Text segment:
▼

A Monastery Almanac
It’s July, when the summer begins to wear even the most dedicated of sun lovers down. Life begins to feel sticky; nights get close; days get long and dry. Everything becomes a major effort; we slow down like rusted cogs on old wheels. Time suspends. Nothing much gets done. Day follows day with not much to show for any of them. Oh, yes, the Desert Mothers and Fathers knew all about that kind of thing. In ancient monasteries the warning of Evagrius to “beware the devil of the noonday sun” loomed large. Acedia they called it. Spiritual sloth. The burden of the long haul. The question in every life, of course, is how to keep on going when going on seems fruitless.
This week, for example, on July 19, we observe the First Women’s Rights Convention held in Seneca Falls, NY in 1848. It took 72 years after that convention for women to get the right to vote. And the women who led that fight? They were loud, they went to jail, they were dismissed by “good” women, they were denounced by ministers, they were force fed and tortured by policemen while in jail. They weren’t “nice.” They were your grandmothers. They were suffragettes. And they were right. It’s been a long, long haul and it’s not over yet.

▲

Source excerpt:
▼

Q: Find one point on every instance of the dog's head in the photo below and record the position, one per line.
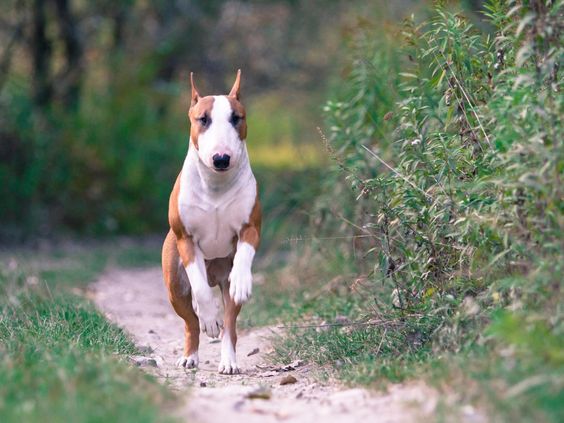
(218, 127)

▲

Jobs:
1 - Please retype the part of the monastery almanac above, beginning at the words that contain "A Monastery Almanac" and stopping after "on seems fruitless.".
2 - In one to three sentences, explain why July wears down even dedicated sun lovers, according to the monastery almanac.

Solutions for each task:
1 -
A Monastery Almanac
It’s July, when the summer begins to wear even the most dedicated of sun lovers down. Life begins to feel sticky; nights get close; days get long and dry. Everything becomes a major effort; we slow down like rusted cogs on old wheels. Time suspends. Nothing much gets done. Day follows day with not much to show for any of them. Oh, yes, the Desert Mothers and Fathers knew all about that kind of thing. In ancient monasteries the warning of Evagrius to “beware the devil of the noonday sun” loomed large. Acedia they called it. Spiritual sloth. The burden of the long haul. The question in every life, of course, is how to keep on going when going on seems fruitless.

2 - By July the summer has begun to wear on people. Life feels sticky, nights get close, and days get long and dry. Everything then takes great effort, and people slow down like rusted cogs on old wheels.